#### Task requirements:
Echo back every line of the listing below, unchanged and in the same order.

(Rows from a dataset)
=====

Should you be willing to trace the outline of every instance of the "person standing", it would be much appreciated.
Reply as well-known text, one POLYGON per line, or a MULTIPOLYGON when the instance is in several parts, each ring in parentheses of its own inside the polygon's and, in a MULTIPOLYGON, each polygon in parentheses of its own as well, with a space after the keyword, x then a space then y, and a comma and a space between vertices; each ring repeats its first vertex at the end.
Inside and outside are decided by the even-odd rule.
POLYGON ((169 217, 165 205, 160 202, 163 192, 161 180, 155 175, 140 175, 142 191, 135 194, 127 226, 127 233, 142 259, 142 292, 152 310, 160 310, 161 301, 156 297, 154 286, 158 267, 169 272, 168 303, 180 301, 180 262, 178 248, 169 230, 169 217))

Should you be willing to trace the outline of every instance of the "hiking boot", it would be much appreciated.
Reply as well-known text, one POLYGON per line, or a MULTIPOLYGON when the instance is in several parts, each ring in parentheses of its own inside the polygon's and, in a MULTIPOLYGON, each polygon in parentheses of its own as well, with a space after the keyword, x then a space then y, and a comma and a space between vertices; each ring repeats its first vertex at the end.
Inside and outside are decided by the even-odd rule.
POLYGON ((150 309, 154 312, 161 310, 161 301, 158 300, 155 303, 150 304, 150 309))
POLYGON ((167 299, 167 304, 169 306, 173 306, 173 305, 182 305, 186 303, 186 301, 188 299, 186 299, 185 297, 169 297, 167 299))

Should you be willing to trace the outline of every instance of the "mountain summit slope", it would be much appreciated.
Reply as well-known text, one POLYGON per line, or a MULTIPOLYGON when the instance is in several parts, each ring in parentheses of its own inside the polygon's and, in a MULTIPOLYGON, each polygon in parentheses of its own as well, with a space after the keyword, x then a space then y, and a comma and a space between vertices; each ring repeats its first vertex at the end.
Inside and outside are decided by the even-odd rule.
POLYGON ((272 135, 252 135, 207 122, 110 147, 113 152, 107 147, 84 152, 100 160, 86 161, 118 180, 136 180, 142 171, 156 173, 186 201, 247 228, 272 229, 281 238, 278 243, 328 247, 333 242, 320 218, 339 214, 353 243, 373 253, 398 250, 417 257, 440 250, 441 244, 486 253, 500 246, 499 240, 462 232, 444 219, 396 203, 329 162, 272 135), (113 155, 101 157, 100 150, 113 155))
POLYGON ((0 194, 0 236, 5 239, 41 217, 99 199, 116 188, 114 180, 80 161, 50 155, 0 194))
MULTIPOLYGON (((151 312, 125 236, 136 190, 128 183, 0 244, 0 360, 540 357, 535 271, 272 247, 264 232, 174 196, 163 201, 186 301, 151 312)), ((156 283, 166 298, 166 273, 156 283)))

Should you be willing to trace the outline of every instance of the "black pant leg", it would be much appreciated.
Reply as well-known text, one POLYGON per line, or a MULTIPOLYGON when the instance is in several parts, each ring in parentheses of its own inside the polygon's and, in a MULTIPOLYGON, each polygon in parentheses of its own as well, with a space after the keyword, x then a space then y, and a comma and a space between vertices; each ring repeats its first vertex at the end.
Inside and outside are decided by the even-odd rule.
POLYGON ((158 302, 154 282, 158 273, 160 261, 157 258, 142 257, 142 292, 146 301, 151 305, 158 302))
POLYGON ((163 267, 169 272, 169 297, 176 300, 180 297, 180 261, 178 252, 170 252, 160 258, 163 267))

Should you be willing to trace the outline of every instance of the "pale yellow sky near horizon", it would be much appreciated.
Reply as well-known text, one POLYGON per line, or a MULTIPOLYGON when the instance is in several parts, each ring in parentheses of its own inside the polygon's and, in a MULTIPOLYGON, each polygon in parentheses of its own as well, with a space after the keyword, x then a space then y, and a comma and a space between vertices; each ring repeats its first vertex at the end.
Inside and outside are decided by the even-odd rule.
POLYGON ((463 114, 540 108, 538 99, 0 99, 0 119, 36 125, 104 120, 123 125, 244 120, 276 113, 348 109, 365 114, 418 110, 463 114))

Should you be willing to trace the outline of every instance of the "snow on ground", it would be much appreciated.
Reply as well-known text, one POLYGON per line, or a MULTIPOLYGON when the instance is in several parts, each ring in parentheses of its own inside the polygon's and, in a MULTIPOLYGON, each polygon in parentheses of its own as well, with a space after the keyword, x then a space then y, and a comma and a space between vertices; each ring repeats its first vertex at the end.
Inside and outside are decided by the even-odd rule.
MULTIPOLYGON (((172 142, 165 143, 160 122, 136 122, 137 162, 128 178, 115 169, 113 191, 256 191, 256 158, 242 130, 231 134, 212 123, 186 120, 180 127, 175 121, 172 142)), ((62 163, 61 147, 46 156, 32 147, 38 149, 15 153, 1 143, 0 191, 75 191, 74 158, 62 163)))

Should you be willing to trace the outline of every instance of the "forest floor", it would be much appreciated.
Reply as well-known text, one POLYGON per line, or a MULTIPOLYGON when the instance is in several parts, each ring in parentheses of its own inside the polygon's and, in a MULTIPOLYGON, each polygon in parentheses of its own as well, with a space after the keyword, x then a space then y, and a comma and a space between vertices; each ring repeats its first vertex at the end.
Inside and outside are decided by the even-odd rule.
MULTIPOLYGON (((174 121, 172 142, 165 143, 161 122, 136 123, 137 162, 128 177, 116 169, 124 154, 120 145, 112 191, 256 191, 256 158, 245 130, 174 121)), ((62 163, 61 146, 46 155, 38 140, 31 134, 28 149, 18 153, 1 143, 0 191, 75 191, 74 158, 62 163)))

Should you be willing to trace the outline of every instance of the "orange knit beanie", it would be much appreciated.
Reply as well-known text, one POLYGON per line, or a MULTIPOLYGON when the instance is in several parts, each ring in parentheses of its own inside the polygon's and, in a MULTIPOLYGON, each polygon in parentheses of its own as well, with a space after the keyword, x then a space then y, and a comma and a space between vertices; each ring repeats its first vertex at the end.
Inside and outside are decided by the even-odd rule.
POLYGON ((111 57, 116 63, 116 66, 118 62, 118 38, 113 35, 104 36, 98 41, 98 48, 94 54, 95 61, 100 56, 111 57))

=====

#### Solution to the problem:
Should you be willing to trace the outline of every instance of the "person standing", it would be much appreciated.
Reply as well-known text, one POLYGON per line, or a MULTIPOLYGON when the instance is in several parts, each ring in parentheses of its own inside the polygon's and, in a MULTIPOLYGON, each polygon in parentheses of its own as well, with a space after the keyword, x then a space then y, and a comma and a space between vertices; each ring repeats its first vertex at the end.
Inside and outside are decided by the even-odd rule.
POLYGON ((169 217, 165 205, 160 202, 163 192, 161 180, 155 175, 140 175, 142 191, 135 194, 127 226, 127 233, 142 259, 142 292, 152 310, 160 310, 161 301, 156 297, 154 286, 158 267, 169 272, 168 303, 180 301, 180 262, 178 248, 169 230, 169 217))

Should you be willing to trace the outline of every instance of the "hiking boot", it would be much appreciated.
Reply as well-known text, one POLYGON per line, or a MULTIPOLYGON when the instance is in several parts, each ring in parentheses of its own inside the polygon's and, in a MULTIPOLYGON, each polygon in parentheses of its own as well, with a space after the keyword, x then a space then y, and a comma and a space between vertices; each ring repeats its first vertex at the end.
Inside and outside are decided by the even-odd rule.
POLYGON ((150 309, 154 312, 161 310, 161 301, 158 300, 155 303, 150 304, 150 309))
POLYGON ((167 299, 167 304, 169 306, 173 306, 173 305, 182 305, 186 303, 186 301, 188 299, 186 299, 185 297, 169 297, 167 299))

Should you be willing to trace the outline of every instance of the "mountain summit slope", it would be much appreciated.
Reply as well-known text, one POLYGON per line, or a MULTIPOLYGON when the instance is in several parts, each ring in parentheses of its own inside the polygon's and, in a MULTIPOLYGON, each polygon in parentheses of its own as well, with a space after the keyword, x then a space then y, and a comma and a space between vertices; each ring repeats its first vertex at the end.
Inside and outside are decided by the even-odd rule.
POLYGON ((272 135, 252 135, 207 122, 110 147, 113 152, 107 147, 84 152, 100 160, 86 161, 118 180, 136 180, 142 171, 156 173, 186 201, 247 228, 272 229, 281 238, 278 243, 328 247, 333 242, 320 218, 339 214, 353 243, 373 253, 398 250, 417 257, 440 250, 441 244, 486 253, 500 246, 499 240, 462 232, 444 219, 396 203, 329 162, 272 135), (113 155, 101 157, 100 150, 113 155))
POLYGON ((0 194, 0 236, 5 239, 41 217, 99 199, 116 188, 114 180, 80 161, 50 155, 0 194))
MULTIPOLYGON (((151 312, 125 236, 136 190, 128 183, 0 244, 0 360, 540 357, 535 271, 272 247, 264 232, 174 196, 163 201, 186 301, 151 312)), ((156 283, 166 298, 166 273, 156 283)))

Should you be willing to trace the outline of every instance of the "black pant leg", it would be much appreciated.
Reply as well-known text, one POLYGON per line, or a MULTIPOLYGON when the instance is in several parts, each ring in parentheses of its own inside the polygon's and, in a MULTIPOLYGON, each polygon in parentheses of its own as well, with a space after the keyword, x then a space then y, and a comma and a space between vertices; each ring repeats its first vertex at the end.
Inside and outside are decided by the even-odd rule.
POLYGON ((158 302, 154 282, 158 273, 160 261, 157 258, 142 257, 142 292, 146 301, 151 305, 158 302))
POLYGON ((163 267, 169 272, 169 297, 176 300, 180 297, 180 261, 178 252, 170 252, 160 258, 163 267))

Should you be willing to trace the outline of every instance of the "pale yellow sky near horizon", it would be much appreciated.
Reply as well-known text, one POLYGON per line, or a MULTIPOLYGON when the instance is in several parts, each ring in parentheses of its own inside the polygon's and, in a MULTIPOLYGON, each polygon in parentheses of its own as well, with a space after the keyword, x then a space then y, and a comma and a space between vertices; each ring repeats its first vertex at the end.
Inside and outside are decided by the even-odd rule.
POLYGON ((463 114, 540 108, 538 99, 0 99, 0 119, 36 125, 104 120, 123 125, 244 120, 276 113, 348 109, 365 114, 418 110, 463 114))

Should you be willing to trace the outline of every instance of the "snow on ground", it would be much appreciated.
Reply as well-known text, one POLYGON per line, or a MULTIPOLYGON when the instance is in several parts, each ring in parentheses of its own inside the polygon's and, in a MULTIPOLYGON, each polygon in parentheses of its own as well, with a space after the keyword, x then a space then y, and a comma and a space between vertices; each ring repeats its first vertex at the end.
Inside and outside are decided by the even-odd rule.
MULTIPOLYGON (((172 142, 165 143, 160 122, 136 122, 137 162, 128 178, 115 169, 113 191, 256 191, 256 158, 242 130, 231 134, 212 123, 186 120, 180 127, 175 121, 172 142)), ((62 163, 61 147, 46 156, 32 147, 38 149, 15 153, 1 143, 0 191, 75 191, 74 158, 62 163)))

Should you be willing to trace the outline of every instance of the "forest floor", it would be much appreciated.
Reply as well-known text, one POLYGON per line, or a MULTIPOLYGON when the instance is in several parts, each ring in parentheses of its own inside the polygon's and, in a MULTIPOLYGON, each polygon in parentheses of its own as well, with a space after the keyword, x then a space then y, and a comma and a space between vertices; each ring repeats its first vertex at the end.
Inside and outside are decided by the even-odd rule.
MULTIPOLYGON (((174 121, 172 142, 165 143, 161 122, 136 123, 137 162, 128 177, 116 169, 124 154, 120 145, 112 191, 256 191, 256 158, 245 130, 174 121)), ((62 163, 61 146, 46 155, 38 140, 31 134, 28 149, 18 153, 1 143, 0 191, 75 191, 74 158, 62 163)))

Should you be willing to trace the outline of every instance of the "orange knit beanie", it would be much appreciated.
Reply as well-known text, one POLYGON per line, or a MULTIPOLYGON when the instance is in several parts, each ring in parentheses of its own inside the polygon's and, in a MULTIPOLYGON, each polygon in parentheses of its own as well, with a space after the keyword, x then a space then y, and a comma and a space between vertices; each ring repeats its first vertex at the end.
Inside and outside are decided by the even-odd rule.
POLYGON ((111 57, 116 63, 116 66, 118 62, 118 38, 113 35, 104 36, 98 41, 98 48, 94 54, 95 61, 100 56, 111 57))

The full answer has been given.